== WHAT THIS TASK INVOLVES ==
Please write out the passage of the paper review from "The paper under" up to and including "for the geometry.", swapping "differential geometry" for "mathematical physics".

+++ SOURCE DOCUMENT +++

On higher dimensional singularities for the fractional Yamabe problem: a nonlocal MazzeoPacard program

Original Title: “On higher dimensional singularities for the fractional Yamabe problem: a nonlocal MazzeoPacard program”

Authors: Weiwei Ao, Hardy Chan, Azahara de la Torre, Marco Antonio Fontelos, Mar González and Juncheng Wei

Source: Duke Math. J. 168, Number 17 (2019), 32973411

Date of online publication: 2019

Link: https://projecteuclid.org/euclid.dmj/1572422464

The paper under review falls within the boundary between differential geometry and the analysis of partial differential equations. It consists of 115 pages and is devoted to the construction of singular manifolds with constant fractional (or nonlocal) curvature. This is a problem that arises in geometrical analysis, since a common method in the geometric classification of manifolds is to find an equivalent constant curvature manifold, which is a model for the geometry.

Nonlocal curvatures are defined according to the fractional Laplacian on the manifold, which is a nonlocal operator. From the point of view of analysis, a nonlocal operator not only sees what is occurring in its immediate surroundings, but also takes into account interactions with distant points. From the geometric perspective one can define a uniparametric family of curvatures with good conformal properties (that is, angle preserving and that generalizes the usual notions of scalar, mean curvature, or the one associated to the Paneitz operator. Each one of these, in turn, provides different geometric and topological information about the manifold that is useful for classification purposes. This notion of curvature comes from the study of the scattering theory in Einstein manifolds, which is originally based on work by John von Neumann, Roger Penrose and Claude R. Le Brunn in 4dimensional gravitational physics, in connection with Juan Martín Maldacena’s AdS/CFT correspondence.

In the paper published in Duke Mathematical Journal one looks for constant curvature manifolds with prescribed singularities. For this construction, the classical “gluing” method is used; that is, one first builds a good model of singularity and then glues it to the original manifold. In the local case, considered in the classical paper1, the gluing region is easy to control. However, this constitutes the first great difficulty in the nonlocal case, since the gluing process affects the whole manifold and may disrupt the geometry. The second major obstacle is the construction of the basic singularity model. One starts by looking for radial solutions that have a singularity exactly at the origin; for this, one needs to solve a nonlocal ODE. While usual ODEs can be solved by phase plane analysis, in the nonlocal case this is not possible, since the trajectory at a point depends on what happens far away. There are no existence, uniqueness or continuous dependence theorems for these types of equations, which constitute a completely unexplored field. In our result we have obtained general theory for particular nonlocal ODE, including Frobenius’ Theorem, which characterises the asymptotic development of the solution near the singular points; the study of a quantity with properties similar to the Wronskian of two linearly independent solutions to the homogeneous equation; or the construction of a Green function for the reconstruction of a particular solution to the nonhomogeneous equation.

The main innovation in the proof is the characterization of a nonlocal ODE as an infinite dimensional system of coupled second order equations. As a result, if one manages to control this coupling, it is possible to classical ODE theory for a nonlocal problem.

+++ ENTRIES SHOWN +++

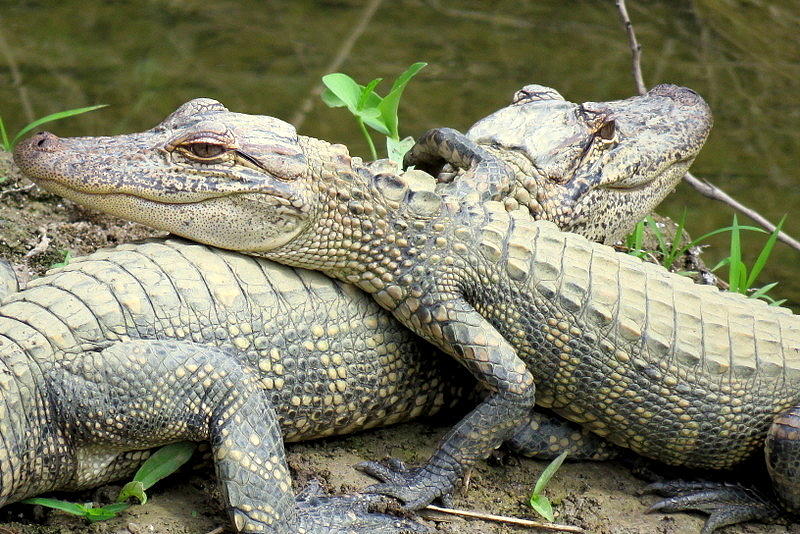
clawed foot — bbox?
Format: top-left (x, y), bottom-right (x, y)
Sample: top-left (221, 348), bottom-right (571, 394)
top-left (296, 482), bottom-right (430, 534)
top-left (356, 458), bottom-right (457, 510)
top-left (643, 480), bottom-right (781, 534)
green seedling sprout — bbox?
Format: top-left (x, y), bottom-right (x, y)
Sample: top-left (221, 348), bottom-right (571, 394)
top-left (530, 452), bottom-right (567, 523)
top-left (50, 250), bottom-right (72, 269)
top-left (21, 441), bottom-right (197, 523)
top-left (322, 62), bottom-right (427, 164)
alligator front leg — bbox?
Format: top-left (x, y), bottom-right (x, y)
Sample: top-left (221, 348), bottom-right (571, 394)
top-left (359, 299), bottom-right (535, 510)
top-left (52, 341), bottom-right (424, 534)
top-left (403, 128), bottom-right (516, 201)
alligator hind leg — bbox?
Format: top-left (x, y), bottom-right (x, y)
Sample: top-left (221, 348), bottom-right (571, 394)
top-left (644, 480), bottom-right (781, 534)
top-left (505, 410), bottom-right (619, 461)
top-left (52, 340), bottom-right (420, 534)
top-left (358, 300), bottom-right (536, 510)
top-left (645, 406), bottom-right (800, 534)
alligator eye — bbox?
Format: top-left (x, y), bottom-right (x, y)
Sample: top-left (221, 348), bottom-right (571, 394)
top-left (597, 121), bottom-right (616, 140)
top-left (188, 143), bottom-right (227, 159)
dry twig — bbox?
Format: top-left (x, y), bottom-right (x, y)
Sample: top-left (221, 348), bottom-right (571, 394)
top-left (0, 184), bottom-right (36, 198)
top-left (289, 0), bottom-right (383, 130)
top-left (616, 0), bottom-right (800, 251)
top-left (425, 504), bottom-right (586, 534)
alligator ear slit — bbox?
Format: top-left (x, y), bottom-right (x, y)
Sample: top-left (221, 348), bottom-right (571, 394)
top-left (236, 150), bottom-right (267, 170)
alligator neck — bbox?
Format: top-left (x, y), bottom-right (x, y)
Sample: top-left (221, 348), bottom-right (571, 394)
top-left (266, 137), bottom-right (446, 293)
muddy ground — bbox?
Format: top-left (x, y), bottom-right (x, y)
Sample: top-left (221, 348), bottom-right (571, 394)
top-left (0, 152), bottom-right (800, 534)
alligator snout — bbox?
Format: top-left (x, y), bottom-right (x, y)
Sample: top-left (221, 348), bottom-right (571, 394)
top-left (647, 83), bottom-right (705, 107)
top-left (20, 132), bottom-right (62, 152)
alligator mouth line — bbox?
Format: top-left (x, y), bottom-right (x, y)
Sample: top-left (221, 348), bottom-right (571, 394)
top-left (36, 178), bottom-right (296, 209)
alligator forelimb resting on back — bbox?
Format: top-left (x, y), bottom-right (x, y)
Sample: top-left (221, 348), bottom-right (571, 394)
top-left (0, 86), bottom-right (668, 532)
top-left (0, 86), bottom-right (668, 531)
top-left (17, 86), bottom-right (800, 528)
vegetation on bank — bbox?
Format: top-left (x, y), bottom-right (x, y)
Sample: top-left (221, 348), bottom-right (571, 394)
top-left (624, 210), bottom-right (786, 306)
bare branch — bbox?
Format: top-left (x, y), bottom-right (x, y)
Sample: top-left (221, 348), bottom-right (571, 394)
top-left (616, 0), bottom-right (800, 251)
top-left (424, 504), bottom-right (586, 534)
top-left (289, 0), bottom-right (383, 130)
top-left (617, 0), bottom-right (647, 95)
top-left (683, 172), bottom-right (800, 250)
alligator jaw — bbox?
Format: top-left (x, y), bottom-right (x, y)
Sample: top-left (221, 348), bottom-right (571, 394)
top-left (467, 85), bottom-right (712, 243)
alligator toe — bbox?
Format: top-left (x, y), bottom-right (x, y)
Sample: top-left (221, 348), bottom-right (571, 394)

+++

== SOLUTION ==
The paper under review falls within the boundary between mathematical physics and the analysis of partial differential equations. It consists of 115 pages and is devoted to the construction of singular manifolds with constant fractional (or nonlocal) curvature. This is a problem that arises in geometrical analysis, since a common method in the geometric classification of manifolds is to find an equivalent constant curvature manifold, which is a model for the geometry.